— begin —
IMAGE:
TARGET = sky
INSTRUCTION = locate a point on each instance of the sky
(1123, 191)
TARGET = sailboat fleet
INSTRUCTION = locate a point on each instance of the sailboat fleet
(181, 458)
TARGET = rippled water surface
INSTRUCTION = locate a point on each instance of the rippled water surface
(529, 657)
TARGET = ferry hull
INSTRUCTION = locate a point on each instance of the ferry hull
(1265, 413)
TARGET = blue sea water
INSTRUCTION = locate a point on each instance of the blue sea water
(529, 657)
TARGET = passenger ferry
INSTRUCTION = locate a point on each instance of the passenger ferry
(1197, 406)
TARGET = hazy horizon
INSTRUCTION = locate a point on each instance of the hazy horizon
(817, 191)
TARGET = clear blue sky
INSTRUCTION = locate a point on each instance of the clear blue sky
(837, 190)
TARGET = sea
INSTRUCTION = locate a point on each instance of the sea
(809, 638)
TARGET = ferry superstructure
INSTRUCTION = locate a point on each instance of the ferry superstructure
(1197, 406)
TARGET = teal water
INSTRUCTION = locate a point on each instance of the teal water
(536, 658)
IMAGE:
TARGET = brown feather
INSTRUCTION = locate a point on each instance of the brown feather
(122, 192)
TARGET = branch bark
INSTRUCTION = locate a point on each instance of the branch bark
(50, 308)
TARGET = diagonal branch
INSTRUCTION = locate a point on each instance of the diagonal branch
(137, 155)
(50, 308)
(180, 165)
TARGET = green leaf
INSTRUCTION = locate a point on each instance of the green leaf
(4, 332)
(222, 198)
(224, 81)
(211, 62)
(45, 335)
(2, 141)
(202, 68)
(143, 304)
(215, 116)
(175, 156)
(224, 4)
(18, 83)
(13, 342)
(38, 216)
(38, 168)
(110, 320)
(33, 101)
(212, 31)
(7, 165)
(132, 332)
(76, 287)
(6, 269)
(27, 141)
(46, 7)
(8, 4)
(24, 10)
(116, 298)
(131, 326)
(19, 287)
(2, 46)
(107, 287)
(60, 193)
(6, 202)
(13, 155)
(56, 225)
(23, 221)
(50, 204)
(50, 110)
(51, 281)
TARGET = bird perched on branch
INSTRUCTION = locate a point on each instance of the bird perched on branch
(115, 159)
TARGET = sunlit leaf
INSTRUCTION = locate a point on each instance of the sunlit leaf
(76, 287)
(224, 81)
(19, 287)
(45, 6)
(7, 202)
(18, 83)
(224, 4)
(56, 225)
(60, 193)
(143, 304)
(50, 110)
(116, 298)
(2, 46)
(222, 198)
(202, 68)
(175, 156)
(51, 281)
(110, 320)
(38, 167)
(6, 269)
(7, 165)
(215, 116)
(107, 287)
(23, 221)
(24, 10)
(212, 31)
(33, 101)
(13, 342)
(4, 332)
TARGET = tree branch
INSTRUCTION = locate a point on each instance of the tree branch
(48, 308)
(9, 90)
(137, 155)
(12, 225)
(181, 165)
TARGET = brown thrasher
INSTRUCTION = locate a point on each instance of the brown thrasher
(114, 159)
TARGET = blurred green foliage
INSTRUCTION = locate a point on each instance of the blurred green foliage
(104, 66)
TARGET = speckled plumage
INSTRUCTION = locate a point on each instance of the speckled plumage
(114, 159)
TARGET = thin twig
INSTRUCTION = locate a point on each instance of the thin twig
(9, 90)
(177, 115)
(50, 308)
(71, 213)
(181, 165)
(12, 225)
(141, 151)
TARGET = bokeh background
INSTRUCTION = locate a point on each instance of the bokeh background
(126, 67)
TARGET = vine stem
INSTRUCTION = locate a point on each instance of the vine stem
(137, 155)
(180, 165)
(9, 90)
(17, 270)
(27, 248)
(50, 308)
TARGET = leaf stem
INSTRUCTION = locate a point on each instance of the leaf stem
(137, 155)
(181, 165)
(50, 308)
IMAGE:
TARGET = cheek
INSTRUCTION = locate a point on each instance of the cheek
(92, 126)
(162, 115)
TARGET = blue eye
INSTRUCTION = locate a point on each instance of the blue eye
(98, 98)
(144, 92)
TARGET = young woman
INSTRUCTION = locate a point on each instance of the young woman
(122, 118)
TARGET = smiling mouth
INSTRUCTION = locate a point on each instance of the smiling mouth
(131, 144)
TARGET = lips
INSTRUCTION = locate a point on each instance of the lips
— end —
▸ Problem
Reproduce every one of the records above verbatim.

▸ Solution to this problem
IMAGE:
TARGET = sky
INSTRUCTION = locate a point on each instance of the sky
(1123, 191)
TARGET = sailboat fleet
INSTRUCTION = locate a point on each instance of the sailboat fleet
(181, 458)
TARGET = rippled water surface
INSTRUCTION = locate a point on each instance of the rippled water surface
(529, 657)
TARGET = ferry hull
INSTRUCTION = locate a point on each instance of the ferry hull
(1265, 413)
TARGET = blue sea water
INSTRUCTION = locate a point on each instance of the blue sea water
(529, 657)
TARGET = passenger ferry
INSTRUCTION = locate a point on each instance of the passenger ferry
(1197, 406)
TARGET = hazy horizon
INSTRUCTION = locate a point on each instance of the hazy horizon
(817, 191)
TARGET = clear blue sky
INSTRUCTION = locate a point on each instance of the clear blue sky
(837, 190)
TARGET = sea
INSTRUCTION = locate a point on each instance of the sea
(809, 638)
TARGET = ferry superstructure
INSTRUCTION = locate a point on each instance of the ferry superstructure
(1197, 406)
TARGET = teal water
INSTRUCTION = locate a point on each instance of the teal water
(536, 658)
IMAGE:
TARGET = brown feather
INSTRUCTION = locate a point on each instance of the brown feather
(122, 192)
TARGET = branch bark
INSTRUCTION = locate a point on each instance of the branch bark
(50, 308)
TARGET = diagonal branch
INSTRUCTION = locate a point on each instance of the diagonal branch
(137, 155)
(50, 308)
(180, 165)
TARGET = green leaf
INSTRUCTION = locate a point on each instance of the green leaf
(4, 332)
(222, 198)
(224, 81)
(211, 62)
(45, 335)
(2, 141)
(202, 68)
(143, 304)
(215, 116)
(175, 156)
(224, 4)
(18, 83)
(13, 342)
(38, 216)
(38, 168)
(110, 320)
(33, 101)
(212, 31)
(7, 165)
(132, 332)
(76, 287)
(6, 269)
(27, 141)
(46, 7)
(8, 4)
(24, 10)
(116, 298)
(131, 326)
(19, 287)
(2, 46)
(107, 287)
(60, 193)
(6, 202)
(13, 155)
(56, 225)
(23, 221)
(50, 204)
(50, 110)
(51, 281)
TARGET = bird perched on branch
INSTRUCTION = locate a point on each instance of the bird perched on branch
(115, 159)
TARGET = sunlit leaf
INSTRUCTION = locate a point on each instance of the sunlit leaf
(76, 287)
(224, 81)
(19, 287)
(45, 6)
(7, 202)
(18, 83)
(224, 4)
(56, 225)
(60, 193)
(143, 304)
(50, 110)
(116, 298)
(2, 46)
(222, 198)
(202, 68)
(175, 156)
(51, 281)
(110, 320)
(38, 167)
(6, 269)
(7, 165)
(215, 116)
(107, 287)
(23, 221)
(24, 10)
(212, 31)
(33, 101)
(13, 342)
(4, 332)
TARGET = tree branch
INSTRUCTION = locate a point on each instance of the tree branch
(48, 308)
(9, 90)
(137, 155)
(12, 225)
(181, 165)
TARGET = brown thrasher
INSTRUCTION = locate a point on each instance of the brown thrasher
(114, 159)
TARGET = blurred green foliage
INSTRUCTION = locate a point on each instance of the blurred green foliage
(104, 66)
TARGET = speckled plumage
INSTRUCTION = locate a point on each instance of the speckled plumage
(114, 159)
TARGET = thin twig
INSTRUCTION = locate a point on each instance of the thin twig
(9, 90)
(177, 115)
(50, 308)
(71, 213)
(181, 165)
(12, 225)
(141, 151)
TARGET = bokeh background
INSTRUCTION = locate a point on each instance of the bokeh background
(126, 67)
TARGET = vine stem
INSTRUCTION = locate a point on each instance of the vine stem
(137, 155)
(180, 165)
(9, 90)
(17, 270)
(27, 248)
(50, 308)
TARGET = leaf stem
INSTRUCTION = locate a point on each instance of the leaf stem
(137, 155)
(181, 165)
(50, 308)
IMAGE:
TARGET = cheek
INSTRUCTION = locate a point on each instance of the cheek
(92, 126)
(162, 115)
TARGET = blue eye
INSTRUCTION = locate a point on each instance of the blue eye
(98, 98)
(144, 92)
TARGET = young woman
INSTRUCTION = locate a point on each instance of the young woman
(122, 118)
TARGET = smiling mouth
INSTRUCTION = locate a point on each instance of the smiling mouth
(131, 144)
TARGET = lips
INSTRUCTION = locate a point on each instance of the lips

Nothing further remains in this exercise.